Does DC Comics’ Lois Lane #12 end this stellar series with a fizzle or a bang? Well, it’s not quite that simple. Writer Greg Rucka, artist Mike Perkins, colorist Andy Troy and letter Simon Bowland put forth an issue that feels as “split” as Renee and Elicia. Despite moments of pure, unadulterated beauty, the script feels torn between what it’s trying to do. Is it trying to tell us that love makes the world go round? It does so brilliantly with small moments shared by many of the characters. Or is it trying to tell us the Multiverse is on fire? Because I’m a little less convinced of that.
Writing
Rucka’s writing in this chapter seems to get slightly off course. The plot’s connection to the multiverse is something we are told is of utmost importance, yet those moments feel out of step. Rucka manages to ground these high minded ideas in the characters of Renee and Elicia. They represent the concepts he puts forward of personas splitting, and they represent it with a brilliant flair. Yet Lois and Sister Clarice’s final moments leave you scratching your head. Their mission together, though it has supposedly been just beneath the surface all along, feels like it comes out of nowhere. It seems Rucka bit off more than he could chew when he introduced the Multiverse in the final three issues, making this ending a little half-baked.
In the end, the multiversal aspect of the series only serves to distract from the intimate story Rucka is telling. An intimate story that still shines in these pages. With Lois and Clark reuniting, Alejandra coming back to her family, even Elicia and Renee going on a joyride, it’s impossible to read these pages without a smile. Though Rucka’s writing stumbles, it’s only for a moment. Rucka takes his eye of the prize for a second, forgetting briefly that these characters are good as they are. There’s no need for a multiverse to back them.
Art
Perhaps one of the reasons the multiverse feels out of step here, is because of the beautiful job Perkins does. His artwork is just so present. It feels real. It’s tangible. So intangible, high-minded ideas like a multiversal meltdown feel a little too out there. It’s strange to see a series concerned with the big picture, when it’s so familiar with the crease of a forehead or the shape of an eyebrow.
In the last two issues of Lois Lane, Perkins makes the intangible Multiverse real with his gorgeous spreads. Despite their sheer power at making your jaw drop, it’s nice they aren’t in these pages. We come back to the things that matter in this final chapter. We see the smirks and winks that make Renee and Elicia work. The grins from ear to ear on Alejandra’s children make your heart warm. And Lois Lane’s easygoing smile in the face of a world on fire is the face of what makes her and this series so incredible.
Coloring
Troy finishes his sonata of colors in this issue. The palette warms up considerably, compared to the last couple issues. We get a sense of safety, a sense that the danger has passed, in the first few pages. But what’s so interesting, as has been all along, is Troy’s use of the color purple. Throughout this series this is a color Troy keeps coming back to. From Lois Lane herself, constantly garbed in purple and always a source of mystery, to his coloring of magic and the “other.”

[Photo labels with boxes]
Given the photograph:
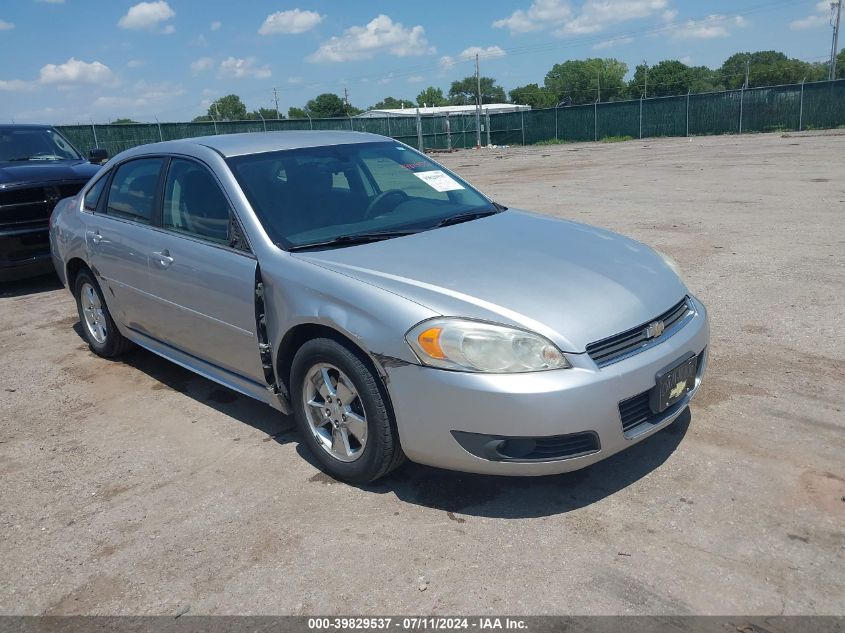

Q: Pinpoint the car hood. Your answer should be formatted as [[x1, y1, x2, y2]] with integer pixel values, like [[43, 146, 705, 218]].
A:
[[0, 160, 100, 186], [295, 210, 687, 353]]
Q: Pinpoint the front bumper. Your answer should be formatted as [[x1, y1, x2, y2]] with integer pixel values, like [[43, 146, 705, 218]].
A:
[[0, 226, 53, 281], [387, 299, 710, 475]]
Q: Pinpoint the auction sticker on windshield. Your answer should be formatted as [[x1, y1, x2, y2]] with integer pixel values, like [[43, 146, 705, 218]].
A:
[[412, 169, 464, 191]]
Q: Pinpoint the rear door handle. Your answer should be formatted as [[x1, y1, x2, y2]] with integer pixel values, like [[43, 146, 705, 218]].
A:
[[153, 249, 173, 268]]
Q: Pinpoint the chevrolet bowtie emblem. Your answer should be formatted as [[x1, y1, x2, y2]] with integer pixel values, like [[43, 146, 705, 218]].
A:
[[645, 321, 666, 338]]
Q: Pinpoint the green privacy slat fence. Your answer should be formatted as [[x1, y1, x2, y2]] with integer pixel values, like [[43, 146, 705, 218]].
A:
[[60, 79, 845, 155]]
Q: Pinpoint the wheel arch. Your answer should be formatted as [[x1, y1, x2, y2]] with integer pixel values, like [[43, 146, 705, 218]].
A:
[[276, 322, 387, 393]]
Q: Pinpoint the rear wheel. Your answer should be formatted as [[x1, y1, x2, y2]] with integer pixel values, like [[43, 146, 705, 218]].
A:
[[291, 339, 404, 483], [73, 270, 132, 358]]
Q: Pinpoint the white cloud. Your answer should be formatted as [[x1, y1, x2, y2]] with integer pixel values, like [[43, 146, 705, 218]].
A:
[[672, 14, 748, 40], [39, 57, 113, 84], [493, 0, 677, 37], [493, 0, 573, 33], [458, 46, 506, 59], [258, 9, 325, 35], [307, 14, 434, 62], [789, 0, 830, 31], [0, 79, 35, 92], [217, 57, 273, 79], [191, 57, 214, 75], [117, 0, 176, 33], [593, 37, 634, 51]]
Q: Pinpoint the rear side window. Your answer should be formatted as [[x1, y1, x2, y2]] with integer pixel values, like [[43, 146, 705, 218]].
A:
[[106, 158, 164, 224], [85, 176, 108, 211], [161, 158, 231, 244]]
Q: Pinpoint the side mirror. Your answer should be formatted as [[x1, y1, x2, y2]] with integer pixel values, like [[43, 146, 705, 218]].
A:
[[88, 147, 109, 163]]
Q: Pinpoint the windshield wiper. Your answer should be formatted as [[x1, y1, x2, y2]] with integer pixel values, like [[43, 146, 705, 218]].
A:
[[432, 203, 507, 229], [6, 154, 64, 163], [288, 231, 419, 252]]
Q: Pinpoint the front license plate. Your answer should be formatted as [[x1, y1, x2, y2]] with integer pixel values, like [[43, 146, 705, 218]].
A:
[[650, 352, 698, 413]]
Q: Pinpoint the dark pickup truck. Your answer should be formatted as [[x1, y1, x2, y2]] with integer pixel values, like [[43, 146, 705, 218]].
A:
[[0, 125, 108, 282]]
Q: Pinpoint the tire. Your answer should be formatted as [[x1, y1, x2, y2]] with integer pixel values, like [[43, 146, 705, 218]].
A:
[[290, 338, 405, 483], [73, 270, 132, 358]]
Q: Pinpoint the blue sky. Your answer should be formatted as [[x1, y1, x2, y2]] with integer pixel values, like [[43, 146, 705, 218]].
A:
[[0, 0, 831, 123]]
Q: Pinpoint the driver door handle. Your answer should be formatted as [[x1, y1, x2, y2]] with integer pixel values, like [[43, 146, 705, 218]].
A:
[[152, 249, 173, 268]]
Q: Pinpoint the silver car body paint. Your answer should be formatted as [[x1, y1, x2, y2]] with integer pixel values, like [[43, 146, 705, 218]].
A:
[[50, 132, 709, 475]]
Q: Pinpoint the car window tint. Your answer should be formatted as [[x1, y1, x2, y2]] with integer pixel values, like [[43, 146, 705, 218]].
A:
[[106, 158, 164, 224], [85, 176, 108, 211], [361, 152, 449, 201], [162, 158, 230, 244]]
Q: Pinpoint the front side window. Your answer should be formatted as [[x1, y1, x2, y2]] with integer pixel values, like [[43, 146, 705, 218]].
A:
[[85, 175, 109, 211], [106, 158, 164, 224], [162, 158, 230, 244], [228, 141, 498, 249]]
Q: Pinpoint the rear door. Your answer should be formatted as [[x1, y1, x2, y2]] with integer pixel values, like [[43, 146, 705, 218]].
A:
[[143, 158, 264, 382], [85, 157, 166, 333]]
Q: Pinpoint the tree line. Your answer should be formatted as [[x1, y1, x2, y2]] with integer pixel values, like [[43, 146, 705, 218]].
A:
[[114, 49, 845, 123]]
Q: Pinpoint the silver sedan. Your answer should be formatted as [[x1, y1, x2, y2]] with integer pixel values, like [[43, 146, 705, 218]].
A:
[[50, 132, 709, 482]]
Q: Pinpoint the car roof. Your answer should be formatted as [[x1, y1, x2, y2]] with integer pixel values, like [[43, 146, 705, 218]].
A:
[[129, 130, 392, 158]]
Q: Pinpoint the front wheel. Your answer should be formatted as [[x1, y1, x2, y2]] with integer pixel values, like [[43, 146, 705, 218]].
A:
[[73, 270, 132, 358], [291, 339, 404, 483]]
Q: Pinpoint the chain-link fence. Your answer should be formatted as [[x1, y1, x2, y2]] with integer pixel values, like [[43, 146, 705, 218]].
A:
[[59, 80, 845, 155]]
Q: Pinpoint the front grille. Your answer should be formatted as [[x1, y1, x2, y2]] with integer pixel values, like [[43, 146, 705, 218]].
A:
[[587, 297, 693, 367], [0, 180, 86, 229]]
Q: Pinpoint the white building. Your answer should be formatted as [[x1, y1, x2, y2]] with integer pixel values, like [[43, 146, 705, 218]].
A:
[[355, 103, 531, 119]]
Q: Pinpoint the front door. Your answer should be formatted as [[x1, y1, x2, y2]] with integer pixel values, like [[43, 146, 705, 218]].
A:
[[85, 158, 165, 333], [143, 158, 264, 382]]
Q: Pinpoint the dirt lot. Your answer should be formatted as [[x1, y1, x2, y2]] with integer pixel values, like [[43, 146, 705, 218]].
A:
[[0, 135, 845, 614]]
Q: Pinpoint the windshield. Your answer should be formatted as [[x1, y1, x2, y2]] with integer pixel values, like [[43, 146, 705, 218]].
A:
[[228, 141, 499, 249], [0, 127, 81, 161]]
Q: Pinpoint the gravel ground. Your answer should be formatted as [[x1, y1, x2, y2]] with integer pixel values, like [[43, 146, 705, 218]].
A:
[[0, 135, 845, 615]]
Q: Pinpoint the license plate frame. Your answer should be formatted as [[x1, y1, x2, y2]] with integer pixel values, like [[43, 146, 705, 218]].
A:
[[649, 352, 698, 413]]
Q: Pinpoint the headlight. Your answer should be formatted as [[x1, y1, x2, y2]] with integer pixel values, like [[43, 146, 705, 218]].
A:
[[654, 248, 687, 284], [405, 318, 570, 373]]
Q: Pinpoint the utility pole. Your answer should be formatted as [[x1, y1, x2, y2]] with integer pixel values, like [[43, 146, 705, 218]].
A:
[[475, 53, 481, 149], [829, 0, 842, 81]]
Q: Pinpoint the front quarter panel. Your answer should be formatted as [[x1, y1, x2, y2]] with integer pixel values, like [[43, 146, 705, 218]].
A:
[[259, 250, 436, 376]]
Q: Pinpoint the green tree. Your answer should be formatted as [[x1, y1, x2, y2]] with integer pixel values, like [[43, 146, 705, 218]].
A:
[[510, 84, 556, 109], [417, 86, 449, 108], [208, 95, 246, 121], [247, 108, 285, 119], [544, 58, 628, 104], [719, 51, 827, 90], [449, 76, 508, 105], [370, 97, 414, 110], [305, 92, 346, 119]]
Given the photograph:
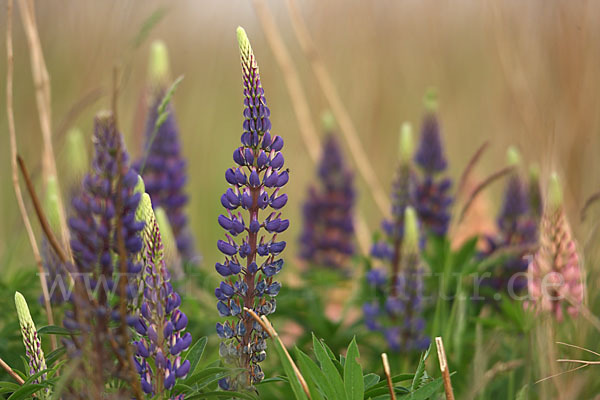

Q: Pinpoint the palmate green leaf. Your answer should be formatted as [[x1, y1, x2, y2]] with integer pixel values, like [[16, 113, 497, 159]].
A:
[[410, 345, 431, 392], [185, 336, 208, 375], [8, 384, 45, 400], [344, 338, 365, 400], [294, 347, 332, 400], [313, 334, 347, 399], [398, 377, 444, 400]]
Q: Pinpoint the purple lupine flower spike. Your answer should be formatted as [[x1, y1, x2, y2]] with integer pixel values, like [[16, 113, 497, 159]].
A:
[[134, 193, 192, 395], [480, 147, 537, 293], [134, 42, 200, 272], [527, 174, 586, 322], [300, 120, 356, 271], [414, 93, 452, 236], [215, 27, 289, 390], [63, 112, 144, 396]]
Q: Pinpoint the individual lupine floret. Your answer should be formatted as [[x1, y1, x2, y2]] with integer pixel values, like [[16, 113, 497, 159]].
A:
[[15, 292, 47, 390], [134, 41, 199, 268], [481, 147, 537, 293], [300, 125, 355, 270], [363, 206, 430, 352], [63, 112, 144, 393], [528, 174, 585, 321], [215, 27, 289, 389], [414, 94, 453, 236], [134, 193, 192, 398]]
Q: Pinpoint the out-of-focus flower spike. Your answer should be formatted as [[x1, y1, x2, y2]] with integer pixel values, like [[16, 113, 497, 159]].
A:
[[148, 40, 171, 88], [528, 173, 585, 322], [15, 292, 46, 383]]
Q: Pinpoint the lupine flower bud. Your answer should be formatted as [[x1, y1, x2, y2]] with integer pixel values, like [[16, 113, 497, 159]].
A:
[[134, 193, 192, 395], [134, 42, 199, 268], [480, 147, 537, 293], [215, 27, 289, 390], [414, 95, 452, 236], [298, 134, 355, 270], [63, 112, 144, 397], [15, 292, 46, 383], [528, 174, 585, 321]]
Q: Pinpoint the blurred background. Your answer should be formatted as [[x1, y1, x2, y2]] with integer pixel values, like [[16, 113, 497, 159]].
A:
[[0, 0, 600, 312]]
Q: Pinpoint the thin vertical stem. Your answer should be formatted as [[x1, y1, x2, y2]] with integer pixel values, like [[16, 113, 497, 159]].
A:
[[287, 0, 390, 216], [435, 336, 454, 400], [6, 0, 57, 350]]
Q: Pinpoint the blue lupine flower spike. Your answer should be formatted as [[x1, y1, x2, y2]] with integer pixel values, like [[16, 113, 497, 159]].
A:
[[215, 27, 289, 389]]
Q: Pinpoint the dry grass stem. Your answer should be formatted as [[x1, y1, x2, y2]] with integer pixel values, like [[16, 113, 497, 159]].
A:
[[19, 0, 71, 258], [253, 0, 371, 254], [287, 0, 391, 217]]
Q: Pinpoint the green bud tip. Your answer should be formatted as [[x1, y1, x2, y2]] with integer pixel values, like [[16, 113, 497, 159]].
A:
[[506, 146, 521, 167], [15, 292, 35, 330], [548, 172, 563, 209], [321, 110, 336, 132], [402, 206, 419, 252], [148, 40, 169, 85], [423, 88, 438, 113], [67, 128, 88, 174], [44, 175, 60, 230], [399, 122, 415, 163]]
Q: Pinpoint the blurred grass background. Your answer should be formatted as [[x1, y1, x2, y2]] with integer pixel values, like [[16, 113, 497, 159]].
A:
[[0, 0, 600, 284]]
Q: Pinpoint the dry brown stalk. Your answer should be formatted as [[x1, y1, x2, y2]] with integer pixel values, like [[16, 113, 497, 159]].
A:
[[6, 0, 57, 350], [248, 0, 371, 254], [287, 0, 391, 217]]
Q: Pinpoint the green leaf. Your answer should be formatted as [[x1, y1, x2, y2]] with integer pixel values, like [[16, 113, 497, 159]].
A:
[[344, 338, 365, 400], [38, 325, 74, 336], [185, 336, 208, 375], [363, 374, 381, 390], [313, 333, 347, 399]]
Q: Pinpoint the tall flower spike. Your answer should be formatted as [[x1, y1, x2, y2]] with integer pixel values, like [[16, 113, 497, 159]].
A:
[[300, 117, 355, 271], [215, 27, 289, 389], [134, 41, 199, 268], [363, 124, 429, 351], [528, 174, 585, 322], [134, 193, 192, 398], [414, 92, 452, 235], [15, 292, 46, 390], [480, 147, 537, 293], [63, 112, 144, 395]]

*JOBS*:
• 1. Based on the Lois Lane #12 review, answer yes or no to each statement, quoting the words that decide it: (a) Perkins fills this final issue with multiverse spreads. (b) The colors are warmer than in the last couple of issues. (c) Rucka brought in the Multiverse in the final three issues.
• 2. Extend the Lois Lane #12 review past its last sentence.
The records are separate material and have nothing to do with the Lois Lane #12 review.

*ANSWERS TO THE EXERCISE*:
• 1.
(a) No: "it’s nice they aren’t in these pages."
(b) Yes: "The palette warms up considerably, compared to the last couple issues."
(c) Yes: "he introduced the Multiverse in the final three issues"

• 2.
We see Troy continue to do that. Lois is in her purple top, Midnight uses purple magic to find a cellphone. Midnight gets on a call with Renee who is surrounded by a purple background. Troy’s use of the color hasn’t changed, but the characters’ reaction to it has. Lois, Renee and Midnight take it all in stride. The unknown has become the known, they are no longer afraid of what they don’t know. And so, with a simple recurrence of one color, Troy gives us a barometer of every character in this series. It’s amazing to see it all come full circle.
Lettering
Bowland’s rhythm and timing allow the smallest moments in this issue to speak volumes. Bowland sparsely letters much of the first part of the issue. In the place of dialogue, we instead get sound effects and action. But when we cut to the Daily Planet newsroom, this all changes. Word balloons overlap one another, as everyone in the everyday chaos of the bullpen is trying to be heard. Of course much of the dialogue goes over our heads. Snippets of stories we have no context for. But Bowland focuses us in on one set of word balloons, a thought train we follow panel to panel, by placing it in the middle of each panel. It’s just someone looking for their mechanical pencil, asking people if they’ve seen it.
Brilliantly, when Lois enters the bull pen for the first time in ages, all the dialogue disappears, except for a word balloon in small lettering of someone saying “… I gotta call you back…” Once Lois enters Perry’s office, it’s business as usual. And hilariously, Bowland shows us this by placing “Look can I just borrow a pen, then?” as the last thing we see on the page. It connects us to the wonderful mundanity of life, even on the heels of seemingly important moments.
There is so much to say about this issue and about this series from DC Comics. With the direction it was heading, this issue could have been such a letdown. But it wasn’t. It was a beautiful story about our connectedness, and our need to depend on one another. The introduction of the multiverse to this series retrospectively feels like Godzilla barging in on two people making love. It’s out of place and so much bigger and less intimate than the story being told. But this creative team didn’t allow it to steal enough focus to ruin anything.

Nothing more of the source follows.